╭─ Records for this exercise

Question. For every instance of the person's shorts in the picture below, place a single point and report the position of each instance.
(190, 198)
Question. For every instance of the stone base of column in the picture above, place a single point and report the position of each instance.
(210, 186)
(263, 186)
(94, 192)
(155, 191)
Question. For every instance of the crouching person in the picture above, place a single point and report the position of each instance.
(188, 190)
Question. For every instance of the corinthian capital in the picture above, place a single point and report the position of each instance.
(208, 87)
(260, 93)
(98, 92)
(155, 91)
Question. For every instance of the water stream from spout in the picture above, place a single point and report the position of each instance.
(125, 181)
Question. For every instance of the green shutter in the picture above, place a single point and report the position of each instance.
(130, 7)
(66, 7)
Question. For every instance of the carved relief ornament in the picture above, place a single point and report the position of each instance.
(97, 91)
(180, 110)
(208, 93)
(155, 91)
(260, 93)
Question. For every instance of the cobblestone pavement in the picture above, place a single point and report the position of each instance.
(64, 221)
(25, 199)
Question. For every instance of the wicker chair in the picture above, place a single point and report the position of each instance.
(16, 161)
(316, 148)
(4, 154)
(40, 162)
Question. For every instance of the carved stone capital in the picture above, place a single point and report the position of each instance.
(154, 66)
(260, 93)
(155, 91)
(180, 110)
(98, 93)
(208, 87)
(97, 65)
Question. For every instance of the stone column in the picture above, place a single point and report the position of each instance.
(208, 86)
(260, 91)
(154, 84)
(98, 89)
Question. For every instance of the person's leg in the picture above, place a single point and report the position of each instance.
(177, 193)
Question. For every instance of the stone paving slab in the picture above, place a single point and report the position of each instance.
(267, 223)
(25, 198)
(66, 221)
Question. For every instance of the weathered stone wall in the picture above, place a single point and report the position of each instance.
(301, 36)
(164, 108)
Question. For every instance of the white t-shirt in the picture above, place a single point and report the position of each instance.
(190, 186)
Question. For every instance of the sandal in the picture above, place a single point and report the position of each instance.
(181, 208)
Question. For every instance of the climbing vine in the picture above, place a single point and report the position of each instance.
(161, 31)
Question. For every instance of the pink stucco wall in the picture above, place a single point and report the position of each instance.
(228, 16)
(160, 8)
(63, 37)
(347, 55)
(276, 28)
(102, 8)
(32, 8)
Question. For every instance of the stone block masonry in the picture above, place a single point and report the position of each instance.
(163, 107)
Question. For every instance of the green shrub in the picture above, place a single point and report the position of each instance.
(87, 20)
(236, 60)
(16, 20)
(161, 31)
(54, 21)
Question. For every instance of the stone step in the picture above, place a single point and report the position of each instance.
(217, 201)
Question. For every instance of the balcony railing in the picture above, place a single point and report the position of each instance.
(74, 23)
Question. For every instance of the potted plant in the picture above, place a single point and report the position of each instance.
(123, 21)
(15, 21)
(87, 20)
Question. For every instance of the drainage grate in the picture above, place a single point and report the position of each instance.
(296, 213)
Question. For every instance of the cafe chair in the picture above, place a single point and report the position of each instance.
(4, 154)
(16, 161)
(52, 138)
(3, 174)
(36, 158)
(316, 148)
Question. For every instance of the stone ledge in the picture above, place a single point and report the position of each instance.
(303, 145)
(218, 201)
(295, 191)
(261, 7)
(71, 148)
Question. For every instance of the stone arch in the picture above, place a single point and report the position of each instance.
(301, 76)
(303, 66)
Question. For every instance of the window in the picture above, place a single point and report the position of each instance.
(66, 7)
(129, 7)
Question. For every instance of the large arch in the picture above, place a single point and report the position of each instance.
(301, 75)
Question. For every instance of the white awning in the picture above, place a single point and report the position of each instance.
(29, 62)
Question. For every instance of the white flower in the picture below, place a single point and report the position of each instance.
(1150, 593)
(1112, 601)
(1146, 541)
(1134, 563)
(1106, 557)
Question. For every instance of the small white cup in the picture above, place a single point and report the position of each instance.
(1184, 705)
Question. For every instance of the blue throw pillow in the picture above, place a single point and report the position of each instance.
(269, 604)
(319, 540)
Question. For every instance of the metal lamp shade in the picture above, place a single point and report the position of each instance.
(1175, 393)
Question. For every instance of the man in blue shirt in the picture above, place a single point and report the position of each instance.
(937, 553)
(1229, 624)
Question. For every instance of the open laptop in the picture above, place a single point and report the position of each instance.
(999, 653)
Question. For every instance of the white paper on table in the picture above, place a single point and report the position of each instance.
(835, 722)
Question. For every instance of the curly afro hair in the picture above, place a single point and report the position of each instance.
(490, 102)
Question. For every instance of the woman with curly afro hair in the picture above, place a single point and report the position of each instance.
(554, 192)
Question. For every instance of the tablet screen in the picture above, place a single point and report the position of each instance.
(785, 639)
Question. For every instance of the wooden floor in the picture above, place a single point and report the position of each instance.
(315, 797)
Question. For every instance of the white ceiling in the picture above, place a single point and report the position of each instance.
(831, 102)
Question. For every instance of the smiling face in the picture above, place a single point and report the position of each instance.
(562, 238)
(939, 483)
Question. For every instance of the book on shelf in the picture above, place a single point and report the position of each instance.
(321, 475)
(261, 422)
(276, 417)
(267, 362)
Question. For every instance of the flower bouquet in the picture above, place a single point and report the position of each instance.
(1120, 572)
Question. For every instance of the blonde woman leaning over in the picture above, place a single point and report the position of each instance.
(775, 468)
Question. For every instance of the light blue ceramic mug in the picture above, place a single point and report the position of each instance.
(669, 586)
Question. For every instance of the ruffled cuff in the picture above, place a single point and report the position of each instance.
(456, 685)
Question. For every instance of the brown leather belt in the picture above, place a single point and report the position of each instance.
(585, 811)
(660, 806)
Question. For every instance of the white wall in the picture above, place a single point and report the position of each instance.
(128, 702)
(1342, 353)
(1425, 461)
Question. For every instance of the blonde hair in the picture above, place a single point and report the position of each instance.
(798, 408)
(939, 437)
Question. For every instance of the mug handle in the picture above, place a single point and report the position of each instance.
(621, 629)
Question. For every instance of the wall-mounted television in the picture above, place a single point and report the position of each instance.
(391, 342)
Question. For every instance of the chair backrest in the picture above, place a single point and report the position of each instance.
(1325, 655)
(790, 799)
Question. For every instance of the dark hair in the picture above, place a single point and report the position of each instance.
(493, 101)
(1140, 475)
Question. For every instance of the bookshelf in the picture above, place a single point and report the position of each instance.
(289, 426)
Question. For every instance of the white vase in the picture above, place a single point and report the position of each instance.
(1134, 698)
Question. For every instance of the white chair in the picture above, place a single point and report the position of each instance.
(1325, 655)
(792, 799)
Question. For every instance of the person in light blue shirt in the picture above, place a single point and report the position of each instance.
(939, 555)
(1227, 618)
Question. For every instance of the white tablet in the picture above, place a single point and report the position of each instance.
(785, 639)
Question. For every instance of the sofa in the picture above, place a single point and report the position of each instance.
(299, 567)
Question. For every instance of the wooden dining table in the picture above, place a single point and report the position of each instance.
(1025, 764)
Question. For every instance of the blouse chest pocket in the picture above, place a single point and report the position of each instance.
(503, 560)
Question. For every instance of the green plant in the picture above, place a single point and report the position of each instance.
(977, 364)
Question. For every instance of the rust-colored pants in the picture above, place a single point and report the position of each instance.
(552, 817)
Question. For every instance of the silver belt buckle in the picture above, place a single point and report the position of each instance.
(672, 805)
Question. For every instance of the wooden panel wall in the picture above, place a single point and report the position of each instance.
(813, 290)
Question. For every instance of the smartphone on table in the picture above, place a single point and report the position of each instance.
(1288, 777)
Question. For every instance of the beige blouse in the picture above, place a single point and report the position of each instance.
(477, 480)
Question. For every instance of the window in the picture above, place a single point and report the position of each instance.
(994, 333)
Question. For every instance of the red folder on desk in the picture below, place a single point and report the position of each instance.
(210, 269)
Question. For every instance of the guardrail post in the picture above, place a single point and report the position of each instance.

╰─

Set task -
Arrange all of the rows above as a JSON list of strings, one string per line, with blank lines left out.

Solution below -
[
  "Question. For every instance of the person's shorts in the picture below, place a single point and report the position of each instance.",
  "(190, 198)",
  "Question. For every instance of the stone base of column in the picture above, place a single point and report the position of each instance.",
  "(210, 186)",
  "(263, 186)",
  "(94, 192)",
  "(155, 191)",
  "Question. For every instance of the crouching person in the picture above, place a single point and report the position of each instance.",
  "(188, 190)",
  "Question. For every instance of the corinthian capital in the picture above, place a single point and report the position of each instance.",
  "(208, 87)",
  "(260, 93)",
  "(98, 92)",
  "(155, 91)",
  "Question. For every instance of the water stream from spout in the picture above, place a single point and report the position of each instance.",
  "(125, 181)",
  "Question. For every instance of the green shutter in the picture above, place a single point and report the position of each instance.",
  "(130, 7)",
  "(66, 7)",
  "Question. For every instance of the carved relief ornament in the picture above, place a single point and report the position of each instance.",
  "(97, 91)",
  "(180, 110)",
  "(208, 93)",
  "(155, 91)",
  "(260, 93)",
  "Question. For every instance of the cobblestone pavement in the picture above, place a single point and report the position of each instance.",
  "(64, 221)",
  "(25, 199)",
  "Question. For every instance of the wicker chair in the picture above, place a single point and report the position of each instance.",
  "(16, 161)",
  "(316, 148)",
  "(4, 154)",
  "(40, 162)",
  "Question. For every instance of the carved stone capital in the picture above, place a single point and report the position of each instance.",
  "(154, 66)",
  "(260, 93)",
  "(155, 91)",
  "(180, 110)",
  "(98, 93)",
  "(208, 87)",
  "(97, 65)",
  "Question. For every instance of the stone column in the picture above, place a single point and report the position of each instance.",
  "(208, 86)",
  "(260, 91)",
  "(154, 84)",
  "(98, 89)",
  "Question. For every instance of the person's leg in the picture above, place a single point and report the position of each instance.",
  "(177, 193)",
  "Question. For every instance of the stone paving slab in the picture above, place a single point and report the position of each instance.",
  "(267, 223)",
  "(25, 198)",
  "(66, 221)",
  "Question. For every instance of the weathered stone wall in the picture above, place a single point and report the position of each instance.",
  "(301, 36)",
  "(164, 108)",
  "Question. For every instance of the white t-shirt in the picture above, place a single point and report the position of each instance.",
  "(190, 186)",
  "Question. For every instance of the sandal in the picture above, place a single point and report the position of each instance.",
  "(181, 208)",
  "Question. For every instance of the climbing vine in the picture above, place a single point and report the position of each instance.",
  "(161, 31)",
  "Question. For every instance of the pink stucco wall in the picture above, place a single point and report the position of each instance.",
  "(228, 16)",
  "(160, 8)",
  "(63, 37)",
  "(347, 55)",
  "(276, 28)",
  "(102, 8)",
  "(32, 8)",
  "Question. For every instance of the stone block masonry in the picture above, place a single point and report the position of each instance.",
  "(163, 107)",
  "Question. For every instance of the green shrub in the picture above, place a single point and report the position of each instance.",
  "(87, 20)",
  "(236, 60)",
  "(16, 20)",
  "(161, 31)",
  "(54, 21)",
  "Question. For every instance of the stone step in the picture above, place a single point and report the position of each instance.",
  "(217, 201)",
  "Question. For every instance of the balcony railing in the picture above, place a single point and report the position of each instance.",
  "(74, 23)",
  "Question. For every instance of the potted plant in the picture above, place a single point and report the position of each instance.",
  "(123, 21)",
  "(15, 21)",
  "(87, 20)",
  "Question. For every instance of the drainage grate in the picture above, place a single point and report the position of each instance.",
  "(296, 213)",
  "Question. For every instance of the cafe chair in the picture above, place a single point and report the position of each instance.",
  "(4, 154)",
  "(16, 161)",
  "(52, 138)",
  "(3, 174)",
  "(36, 158)",
  "(316, 148)",
  "Question. For every instance of the stone ledge in the picture above, place a single point and report the position of each instance.",
  "(303, 145)",
  "(218, 201)",
  "(295, 191)",
  "(261, 7)",
  "(71, 148)",
  "Question. For every instance of the stone arch in the picture above, place a single point and report the position of each instance.",
  "(301, 76)",
  "(303, 66)",
  "Question. For every instance of the window in the picture above, place a single point and report the position of each instance.",
  "(66, 7)",
  "(129, 7)",
  "Question. For every instance of the large arch in the picture above, place a single point and report the position of each instance.",
  "(301, 75)",
  "Question. For every instance of the white awning in the picture above, place a single point and report the position of each instance.",
  "(29, 62)",
  "Question. For every instance of the white flower in the picture below, place a single point and report the position of each instance.",
  "(1150, 593)",
  "(1112, 601)",
  "(1146, 541)",
  "(1134, 563)",
  "(1106, 557)",
  "Question. For every instance of the small white cup in the picture above, place a single point and report the position of each instance.",
  "(1184, 705)",
  "Question. For every instance of the blue throw pillow in the picture above, place a single point and report the position of each instance.",
  "(269, 604)",
  "(319, 540)",
  "Question. For every instance of the metal lamp shade in the picture above, place a single point and report the position of each instance.",
  "(1175, 393)",
  "Question. For every instance of the man in blue shirt in the picture above, place a single point and report the position of each instance.",
  "(937, 553)",
  "(1229, 624)",
  "Question. For every instance of the open laptop in the picture above, place a single point and report the position of each instance.",
  "(999, 653)",
  "Question. For every instance of the white paper on table in the picture above, place a single point and report the position of each instance.",
  "(835, 722)",
  "Question. For every instance of the curly afro hair in the picture above, place a single point and report the position of each instance.",
  "(490, 102)",
  "Question. For every instance of the woman with curly afro hair in the picture above, place a single point and report the position of each instance.",
  "(554, 192)",
  "Question. For every instance of the tablet screen in the picture above, place a single point and report the position of each instance.",
  "(785, 639)",
  "Question. For every instance of the wooden floor in the picture above, place a single point and report the position of each instance.",
  "(315, 797)",
  "Question. For every instance of the white ceiling in the picture above, place a single point and report the position of each instance.",
  "(831, 102)",
  "Question. For every instance of the smiling face in the picture above, place a single point and report the position of each instance.",
  "(562, 238)",
  "(939, 483)",
  "Question. For every instance of the book on shelf in the picture above, place a single point and report the position of each instance.",
  "(321, 475)",
  "(261, 422)",
  "(276, 417)",
  "(267, 362)",
  "Question. For every instance of the flower bouquet in the picture above, place a single point and report the position of each instance.",
  "(1120, 572)",
  "Question. For every instance of the blonde woman leaning over in the picture above, place a single point and report the position of each instance.",
  "(775, 468)",
  "Question. For every instance of the light blue ceramic mug in the picture above, place a single point and report the position of each instance.",
  "(669, 586)",
  "Question. For every instance of the ruffled cuff in the picture above, place a single point and report the position of each instance.",
  "(456, 685)",
  "Question. For every instance of the brown leather belt in the picture above, place a single point and report the position of each instance.",
  "(585, 811)",
  "(660, 806)",
  "Question. For every instance of the white wall in the picture above, place a single point and report the position of each instance.",
  "(128, 702)",
  "(1342, 353)",
  "(1425, 461)",
  "Question. For every instance of the blonde hair in the picture above, place a single point and report the position of each instance.",
  "(798, 408)",
  "(939, 437)",
  "Question. For every instance of the mug handle in the picture above, place a single point and report the position of each instance.",
  "(621, 629)",
  "Question. For every instance of the wall-mounted television in the picture above, place a single point and report the position of each instance.",
  "(391, 342)",
  "Question. For every instance of the chair backrest in the picture above, place a single point and report the position of each instance.",
  "(1325, 655)",
  "(790, 799)",
  "Question. For every instance of the dark hair in the picture above, place a single point and report the position of each instance.",
  "(493, 101)",
  "(1140, 475)",
  "Question. For every instance of the bookshelf in the picture above, place a single point and report the position of each instance.",
  "(289, 426)",
  "Question. For every instance of the white vase in the picture above, place a single point and report the position of each instance.",
  "(1134, 698)",
  "Question. For every instance of the white chair in the picture above, place a single point and report the position of each instance.",
  "(1325, 655)",
  "(792, 799)",
  "Question. For every instance of the person in light blue shirt in the picture above, place a single point and report the position of each instance.",
  "(939, 555)",
  "(1227, 618)",
  "Question. For every instance of the white tablet in the picture above, place a single point and report the position of each instance.",
  "(785, 639)",
  "Question. For every instance of the sofa in the picture above, place a single point and report the position of each instance.",
  "(299, 567)",
  "Question. For every instance of the wooden dining table in the picture above, place a single point and report the position of each instance.",
  "(1025, 764)",
  "Question. For every instance of the blouse chest pocket in the picture above, place a single point and report the position of each instance.",
  "(503, 560)",
  "Question. For every instance of the green plant in the picture above, place a single point and report the position of each instance.",
  "(977, 364)",
  "Question. For every instance of the rust-colored pants in the picture above, place a single point and report the position of each instance.",
  "(552, 817)",
  "Question. For every instance of the silver belt buckle in the picture above, place a single point and report the position of each instance.",
  "(672, 805)",
  "Question. For every instance of the wooden panel wall in the picture above, place a single point and report the position of each instance.",
  "(813, 290)",
  "Question. For every instance of the smartphone on table in the picture above, place a single point and report the position of each instance.",
  "(1288, 777)",
  "Question. For every instance of the beige blouse in the picture above, place a single point and report the position of each instance.",
  "(477, 480)",
  "Question. For every instance of the window in the picture above, place a single point and report the position of each instance.",
  "(994, 333)",
  "Question. For every instance of the red folder on desk in the picture below, place a single point and report the position of each instance.",
  "(210, 269)",
  "Question. For every instance of the guardrail post in the picture above, place a single point and report the position of each instance."
]